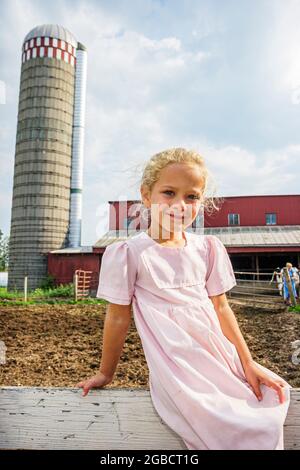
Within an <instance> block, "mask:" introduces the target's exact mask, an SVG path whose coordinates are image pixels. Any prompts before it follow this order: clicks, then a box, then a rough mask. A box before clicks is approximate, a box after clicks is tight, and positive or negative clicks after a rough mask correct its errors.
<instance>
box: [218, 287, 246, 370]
mask: <svg viewBox="0 0 300 470" xmlns="http://www.w3.org/2000/svg"><path fill="white" fill-rule="evenodd" d="M210 299H211V301H212V303H213V305H214V308H215V311H216V313H217V315H218V318H219V322H220V325H221V328H222V331H223V333H224V335H225V336H226V338H228V339H229V341H231V342H232V343H233V344H234V345H235V347H236V349H237V352H238V354H239V356H240V359H241V362H242V365H243V367H244V366H246V365H247V363H248V362H250V361H253V359H252V356H251V353H250V351H249V349H248V346H247V344H246V341H245V339H244V337H243V335H242V332H241V330H240V328H239V325H238V322H237V320H236V317H235V315H234V313H233V311H232V310H231V308H230V305H229V304H228V301H227V297H226V294H221V295H216V296H214V297H210Z"/></svg>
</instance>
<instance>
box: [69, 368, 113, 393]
mask: <svg viewBox="0 0 300 470" xmlns="http://www.w3.org/2000/svg"><path fill="white" fill-rule="evenodd" d="M110 382H112V377H107V376H106V375H104V374H103V373H102V372H98V373H97V374H96V375H93V376H92V377H91V378H90V379H87V380H83V381H82V382H79V383H78V384H77V385H76V387H81V388H83V393H82V396H83V397H85V396H86V395H87V394H88V393H89V391H90V389H91V388H101V387H104V385H107V384H109V383H110Z"/></svg>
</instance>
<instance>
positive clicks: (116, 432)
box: [0, 387, 300, 450]
mask: <svg viewBox="0 0 300 470" xmlns="http://www.w3.org/2000/svg"><path fill="white" fill-rule="evenodd" d="M284 443H285V450H290V449H298V450H299V449H300V388H294V389H292V390H291V405H290V407H289V412H288V416H287V419H286V421H285V424H284ZM0 449H70V450H72V449H83V450H85V449H97V450H98V449H100V450H101V449H102V450H117V449H128V450H133V449H136V450H137V449H143V450H151V449H154V450H155V449H156V450H159V449H164V450H166V449H172V450H176V449H186V446H185V444H184V443H183V441H182V439H181V438H180V437H179V435H178V434H177V433H175V432H174V431H173V430H172V429H170V428H169V427H168V426H167V424H166V423H164V421H163V420H162V419H161V418H160V416H159V415H158V414H157V412H156V410H155V408H154V407H153V404H152V400H151V397H150V392H149V390H148V389H124V388H106V389H105V388H104V389H98V390H95V389H94V390H91V391H90V393H89V394H88V395H87V396H85V397H82V390H81V389H78V388H76V389H75V388H36V387H30V388H27V387H2V388H0Z"/></svg>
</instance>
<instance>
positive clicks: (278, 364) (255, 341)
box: [0, 304, 300, 388]
mask: <svg viewBox="0 0 300 470" xmlns="http://www.w3.org/2000/svg"><path fill="white" fill-rule="evenodd" d="M232 308H233V311H234V312H235V314H236V317H237V320H238V322H239V325H240V328H241V330H242V333H243V335H244V337H245V339H246V342H247V344H248V346H249V349H250V351H251V353H252V356H253V358H254V359H255V360H256V361H257V362H259V363H260V364H262V365H264V366H265V367H268V368H270V369H271V370H273V371H274V372H276V373H278V374H279V375H281V376H282V377H283V378H284V379H286V380H287V381H288V382H289V383H290V384H291V385H292V386H293V387H300V364H299V365H294V364H293V363H292V361H291V355H292V353H293V351H294V350H293V349H292V347H291V342H292V341H295V340H297V339H300V313H292V312H281V313H272V311H271V310H272V309H271V308H270V310H261V309H259V308H257V309H254V308H251V307H249V306H245V305H235V304H232ZM104 318H105V306H104V305H100V304H99V305H58V306H53V305H43V306H40V305H39V306H32V305H31V306H28V307H23V306H22V307H14V306H9V307H0V331H1V336H0V340H2V341H5V344H6V347H7V351H6V363H5V364H0V384H1V385H6V386H8V385H9V386H18V385H22V386H45V387H47V386H54V387H74V386H75V385H76V384H77V382H79V381H80V380H82V379H84V378H87V377H89V376H91V375H93V374H94V373H95V372H96V371H97V369H98V367H99V364H100V356H101V347H102V331H103V323H104ZM108 387H130V388H133V387H140V388H145V387H148V367H147V363H146V361H145V357H144V353H143V350H142V347H141V342H140V339H139V335H138V333H137V331H136V329H135V325H134V320H133V318H132V323H131V326H130V330H129V332H128V335H127V338H126V342H125V345H124V349H123V353H122V356H121V359H120V362H119V364H118V367H117V371H116V373H115V377H114V380H113V382H112V383H111V384H110V385H108Z"/></svg>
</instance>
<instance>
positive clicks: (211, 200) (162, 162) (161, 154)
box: [141, 147, 223, 214]
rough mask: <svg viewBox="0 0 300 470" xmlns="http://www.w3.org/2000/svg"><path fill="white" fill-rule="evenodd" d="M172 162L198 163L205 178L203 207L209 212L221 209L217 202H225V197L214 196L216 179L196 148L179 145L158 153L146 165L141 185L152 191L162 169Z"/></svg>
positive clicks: (218, 202)
mask: <svg viewBox="0 0 300 470" xmlns="http://www.w3.org/2000/svg"><path fill="white" fill-rule="evenodd" d="M171 163H187V164H192V165H198V166H199V167H200V168H201V171H202V178H203V197H204V201H203V209H205V210H206V212H207V213H209V214H210V213H212V212H214V211H215V210H219V207H218V205H217V204H218V203H221V202H223V198H220V197H215V196H214V194H215V192H216V185H215V182H214V179H213V177H212V174H211V173H210V171H209V170H208V169H207V167H206V165H205V162H204V158H203V157H202V156H201V155H199V153H198V152H196V150H187V149H185V148H181V147H177V148H170V149H167V150H163V151H162V152H159V153H156V154H155V155H153V156H152V157H151V158H150V160H149V161H148V162H147V163H146V166H145V167H144V170H143V175H142V180H141V185H142V186H146V187H147V188H148V189H149V191H150V193H151V191H152V188H153V186H154V184H155V183H156V182H157V181H158V179H159V176H160V172H161V170H162V169H163V168H165V167H166V166H167V165H170V164H171Z"/></svg>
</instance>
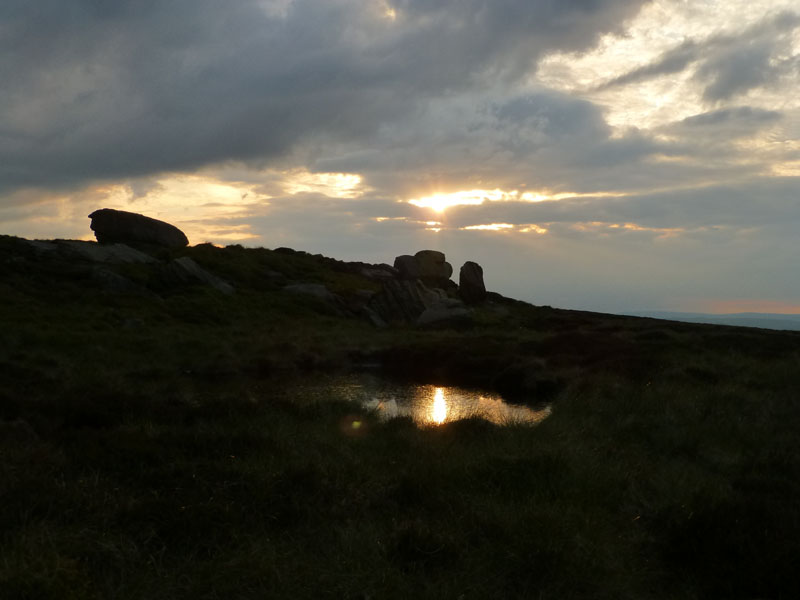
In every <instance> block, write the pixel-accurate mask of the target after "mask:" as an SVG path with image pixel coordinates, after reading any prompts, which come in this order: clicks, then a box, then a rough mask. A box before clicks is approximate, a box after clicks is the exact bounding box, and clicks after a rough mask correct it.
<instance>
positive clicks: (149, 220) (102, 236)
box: [89, 208, 189, 248]
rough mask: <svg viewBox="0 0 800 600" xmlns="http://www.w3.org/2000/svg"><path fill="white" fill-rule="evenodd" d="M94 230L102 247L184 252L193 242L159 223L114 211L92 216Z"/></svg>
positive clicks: (141, 216) (106, 208)
mask: <svg viewBox="0 0 800 600" xmlns="http://www.w3.org/2000/svg"><path fill="white" fill-rule="evenodd" d="M89 218H90V219H91V220H92V224H91V228H92V230H93V231H94V235H95V237H96V238H97V241H98V242H100V243H101V244H113V243H122V244H131V243H133V244H137V243H138V244H154V245H156V246H164V247H166V248H183V247H184V246H188V245H189V239H188V238H187V237H186V234H184V233H183V232H182V231H181V230H180V229H178V228H177V227H175V226H174V225H170V224H169V223H166V222H164V221H159V220H158V219H152V218H150V217H145V216H144V215H140V214H138V213H132V212H127V211H124V210H114V209H113V208H101V209H100V210H96V211H94V212H93V213H92V214H90V215H89Z"/></svg>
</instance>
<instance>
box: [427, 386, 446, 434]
mask: <svg viewBox="0 0 800 600" xmlns="http://www.w3.org/2000/svg"><path fill="white" fill-rule="evenodd" d="M430 420H431V421H433V422H434V423H437V424H439V425H441V424H442V423H444V422H445V420H447V400H445V399H444V390H443V389H442V388H436V392H435V393H434V395H433V407H432V410H431V417H430Z"/></svg>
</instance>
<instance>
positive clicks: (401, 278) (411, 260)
mask: <svg viewBox="0 0 800 600" xmlns="http://www.w3.org/2000/svg"><path fill="white" fill-rule="evenodd" d="M394 268H395V269H396V270H397V273H398V275H399V277H400V279H419V265H418V264H417V259H416V258H414V257H413V256H411V255H410V254H403V255H401V256H398V257H397V258H395V259H394Z"/></svg>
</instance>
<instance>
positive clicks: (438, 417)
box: [362, 385, 550, 425]
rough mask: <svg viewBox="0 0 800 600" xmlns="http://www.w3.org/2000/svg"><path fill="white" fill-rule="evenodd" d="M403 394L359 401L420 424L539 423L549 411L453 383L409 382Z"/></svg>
mask: <svg viewBox="0 0 800 600" xmlns="http://www.w3.org/2000/svg"><path fill="white" fill-rule="evenodd" d="M402 387H404V388H405V390H404V391H405V393H404V394H399V393H397V392H398V390H393V393H392V392H389V391H388V390H386V391H385V392H384V393H377V394H375V393H373V394H372V395H373V397H371V398H368V399H365V400H364V401H363V402H362V405H363V406H364V407H366V408H368V409H371V410H375V411H376V412H377V413H378V415H379V416H380V417H381V418H382V419H385V420H388V419H392V418H395V417H404V416H409V417H411V418H412V419H414V420H415V421H416V422H417V423H419V424H421V425H440V424H442V423H445V422H448V421H457V420H458V419H465V418H469V417H480V418H483V419H486V420H487V421H491V422H492V423H496V424H498V425H505V424H509V423H538V422H539V421H541V420H542V419H544V418H545V417H547V415H549V414H550V407H549V406H545V407H542V408H539V409H536V410H534V409H532V408H529V407H527V406H521V405H516V404H508V403H506V402H505V401H503V399H502V398H501V397H500V396H497V395H493V394H488V393H485V392H474V391H470V390H465V389H463V388H456V387H438V386H433V385H408V386H402Z"/></svg>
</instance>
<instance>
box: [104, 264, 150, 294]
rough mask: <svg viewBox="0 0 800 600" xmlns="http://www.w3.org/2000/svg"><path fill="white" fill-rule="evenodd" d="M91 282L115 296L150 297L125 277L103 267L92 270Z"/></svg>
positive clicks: (146, 289)
mask: <svg viewBox="0 0 800 600" xmlns="http://www.w3.org/2000/svg"><path fill="white" fill-rule="evenodd" d="M92 280H93V281H95V282H96V283H97V284H98V285H99V286H100V287H101V288H103V289H104V290H105V291H107V292H112V293H115V294H140V295H150V292H148V291H147V289H145V288H143V287H142V286H139V285H136V284H135V283H133V282H132V281H131V280H130V279H128V278H127V277H123V276H122V275H120V274H119V273H115V272H114V271H109V270H108V269H106V268H104V267H100V266H95V267H94V268H93V269H92Z"/></svg>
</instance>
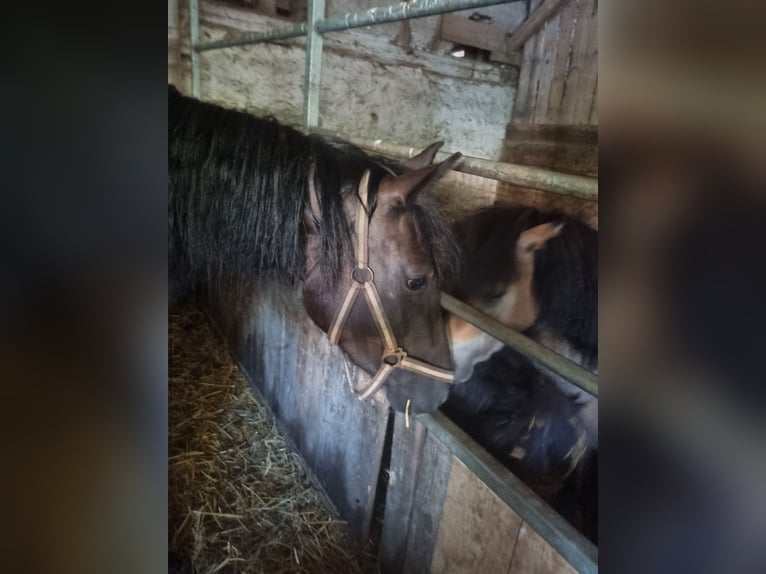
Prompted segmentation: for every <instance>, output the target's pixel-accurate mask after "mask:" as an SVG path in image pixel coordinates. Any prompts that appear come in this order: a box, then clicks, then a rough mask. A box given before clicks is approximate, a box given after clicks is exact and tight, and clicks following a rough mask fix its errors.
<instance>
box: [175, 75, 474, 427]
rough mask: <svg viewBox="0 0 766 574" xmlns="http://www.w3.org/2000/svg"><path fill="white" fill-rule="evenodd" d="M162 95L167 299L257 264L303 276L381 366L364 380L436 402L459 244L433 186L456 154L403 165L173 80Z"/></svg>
mask: <svg viewBox="0 0 766 574" xmlns="http://www.w3.org/2000/svg"><path fill="white" fill-rule="evenodd" d="M168 98H169V101H168V105H169V122H168V124H169V125H168V171H169V213H168V220H169V230H168V231H169V268H170V300H171V305H172V304H173V303H174V302H175V301H177V300H178V299H179V298H180V297H181V296H183V295H184V294H186V293H189V292H195V291H199V290H211V289H216V288H219V287H225V288H226V289H229V290H232V289H234V290H236V291H237V292H242V293H246V292H247V291H248V289H252V281H253V280H254V279H255V278H264V277H265V278H270V279H274V280H277V281H280V282H282V283H284V284H285V285H290V286H302V291H303V302H304V306H305V308H306V311H307V312H308V314H309V316H310V317H311V319H312V320H313V321H314V322H315V323H316V324H317V325H318V326H319V327H320V328H321V329H322V330H324V331H325V332H330V331H332V333H333V339H334V340H336V341H337V343H338V344H339V345H340V347H341V348H342V349H343V351H344V352H345V353H346V354H347V355H348V356H349V358H350V359H351V361H352V362H353V363H355V364H356V365H358V366H360V367H361V368H362V369H364V370H365V371H367V372H368V373H370V374H374V375H376V377H375V379H374V382H375V385H377V386H374V387H373V386H371V388H369V389H368V391H369V392H370V393H371V392H374V391H375V390H376V389H377V388H378V386H380V385H382V388H384V389H386V392H387V396H388V399H389V402H390V404H391V406H392V407H393V408H394V409H397V410H404V409H405V406H406V405H407V402H408V401H410V403H411V404H410V410H411V411H413V412H426V411H432V410H434V409H436V408H437V407H438V406H439V405H440V404H441V403H442V402H443V401H444V400H445V399H446V398H447V394H448V392H449V385H448V384H445V383H447V382H450V381H451V380H452V373H451V367H452V361H451V356H450V347H449V343H448V339H447V336H446V332H445V323H444V319H443V316H442V312H441V309H440V307H439V292H440V286H441V283H442V280H443V279H444V278H445V276H447V275H448V274H449V273H451V272H452V271H453V270H454V269H455V266H456V262H457V251H456V247H455V243H454V240H453V237H452V234H451V232H450V230H449V228H448V227H447V225H446V224H445V223H444V220H443V219H442V217H441V215H440V213H439V212H438V210H437V208H436V207H435V205H434V204H433V203H432V201H431V200H430V199H429V197H428V193H427V190H428V188H429V187H430V186H431V185H432V184H433V183H434V181H436V180H437V179H438V178H440V177H441V176H442V175H443V174H444V173H445V172H446V171H447V170H448V169H449V168H450V167H451V166H452V165H453V164H454V162H455V161H456V160H457V159H458V157H459V154H456V155H454V156H452V157H451V158H449V159H448V160H447V161H445V162H442V163H440V164H437V165H431V162H432V160H433V157H434V154H435V153H436V151H437V149H438V147H439V144H434V145H433V146H430V147H429V148H428V149H427V150H425V151H424V152H423V153H422V154H421V155H419V156H417V157H415V158H413V159H412V160H410V161H409V162H407V163H406V164H401V165H399V164H395V163H392V162H390V161H387V160H383V159H381V158H375V157H370V156H368V155H367V154H365V153H364V152H362V151H361V150H359V149H358V148H355V147H354V146H351V145H350V144H347V143H343V142H339V141H331V140H327V139H324V138H321V137H318V136H315V135H309V136H307V135H304V134H301V133H299V132H298V131H296V130H293V129H291V128H289V127H286V126H283V125H280V124H279V123H278V122H276V121H275V120H273V119H262V118H256V117H253V116H251V115H249V114H245V113H242V112H238V111H233V110H227V109H224V108H221V107H218V106H215V105H211V104H208V103H203V102H199V101H197V100H193V99H191V98H187V97H185V96H183V95H181V94H180V93H179V92H178V91H177V90H176V89H175V88H173V87H169V89H168ZM356 295H360V296H358V297H357V296H356ZM341 310H343V311H341ZM383 383H385V384H383Z"/></svg>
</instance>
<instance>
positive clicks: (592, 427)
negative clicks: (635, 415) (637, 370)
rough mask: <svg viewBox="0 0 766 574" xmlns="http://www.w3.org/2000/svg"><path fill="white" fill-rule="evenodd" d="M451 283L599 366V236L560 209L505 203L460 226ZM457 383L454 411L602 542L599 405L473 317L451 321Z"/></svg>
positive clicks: (587, 529) (494, 314) (458, 296)
mask: <svg viewBox="0 0 766 574" xmlns="http://www.w3.org/2000/svg"><path fill="white" fill-rule="evenodd" d="M455 228H456V235H457V237H458V241H459V243H460V246H461V248H462V252H463V253H462V254H463V260H462V265H461V271H460V276H459V278H458V279H457V280H456V281H455V282H454V283H452V284H451V285H449V286H448V287H447V289H448V290H449V291H451V292H452V293H453V294H455V295H456V296H457V297H459V298H461V299H463V300H465V301H466V302H468V303H469V304H471V305H472V306H474V307H476V308H478V309H480V310H482V311H483V312H485V313H487V314H488V315H490V316H492V317H494V318H495V319H497V320H498V321H500V322H502V323H504V324H505V325H507V326H509V327H511V328H513V329H515V330H517V331H522V332H524V333H526V334H527V335H528V336H530V337H531V338H533V339H535V340H537V341H538V342H540V343H542V344H544V345H546V346H548V347H550V348H552V349H553V350H555V351H557V352H559V353H560V354H563V355H566V356H568V357H569V358H570V359H572V360H574V361H576V362H578V363H580V364H581V365H583V366H586V367H589V368H595V367H596V366H597V364H598V346H597V324H596V320H597V266H596V259H597V254H598V251H597V233H596V232H595V231H594V230H592V229H590V228H589V227H587V226H585V225H584V224H582V223H580V222H578V221H576V220H573V219H571V218H568V217H566V216H564V215H562V214H559V213H544V212H540V211H537V210H535V209H531V208H517V207H494V208H490V209H486V210H482V211H480V212H477V213H475V214H474V215H472V216H469V217H467V218H465V219H463V220H461V221H459V222H458V223H457V224H456V226H455ZM450 327H451V334H452V340H453V351H454V356H455V363H456V378H459V380H462V381H465V384H461V385H456V386H455V387H454V388H453V389H452V391H451V393H450V397H449V399H448V401H447V403H446V404H445V405H444V407H443V410H444V411H445V413H446V414H447V415H448V416H450V417H451V418H452V419H453V420H455V422H457V423H458V425H460V426H461V427H462V428H463V429H464V430H466V432H468V433H469V434H470V435H471V436H473V437H474V439H476V440H477V442H479V443H480V444H482V445H483V446H484V447H485V448H486V449H487V450H488V451H490V452H491V453H492V454H494V455H495V456H496V457H497V458H498V459H499V460H500V461H501V462H503V463H504V464H505V465H506V466H507V467H508V468H510V469H511V470H512V471H513V472H514V473H515V474H516V475H518V476H519V477H520V478H521V479H522V480H524V481H525V482H526V483H527V484H528V485H529V486H531V487H532V488H533V489H534V490H535V491H536V492H537V493H538V494H539V495H541V496H542V497H543V498H544V499H546V500H547V501H548V502H550V503H551V504H552V505H553V506H554V508H556V509H557V510H559V511H560V512H562V514H564V515H565V517H567V518H568V519H569V520H570V521H572V522H573V523H575V524H576V525H577V526H579V527H580V528H582V529H583V530H584V532H585V533H586V534H587V535H588V536H589V537H590V538H591V539H593V540H595V539H596V536H597V535H596V529H597V520H596V514H595V510H596V509H597V502H596V501H595V497H596V495H597V485H596V480H595V470H596V468H597V462H596V457H597V455H596V452H595V450H594V448H593V447H594V446H596V444H597V441H598V418H597V417H598V406H597V405H598V402H597V400H596V399H594V398H593V397H591V396H590V395H588V394H587V393H585V392H584V391H581V390H580V389H579V388H577V387H575V386H574V385H573V384H571V383H569V382H568V381H566V380H565V379H563V378H561V377H558V376H557V375H555V374H554V373H552V372H550V371H548V370H546V369H544V368H542V367H539V366H537V365H534V364H533V363H532V362H531V361H529V360H528V359H526V358H524V357H522V356H521V355H519V354H518V353H517V352H516V351H514V350H513V349H510V348H508V347H504V346H503V344H502V343H500V342H499V341H496V340H495V339H493V338H492V337H490V336H489V335H486V334H484V333H483V332H481V331H479V330H478V329H476V328H474V327H473V326H471V325H470V324H468V323H466V322H465V321H463V320H462V319H459V318H457V317H452V318H451V320H450Z"/></svg>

:::

» Assigned task:
Restate word for word the entries above from the line with "negative clicks: (635, 415) (637, 370)" through the line with "283L599 366V236L560 209L505", inclusive, leaving out everything else.

» Solution to the problem:
negative clicks: (635, 415) (637, 370)
rough mask: <svg viewBox="0 0 766 574" xmlns="http://www.w3.org/2000/svg"><path fill="white" fill-rule="evenodd" d="M451 283L599 366V236L560 209L505 203L460 226ZM457 383L454 411L602 542L599 405L473 317L451 321Z"/></svg>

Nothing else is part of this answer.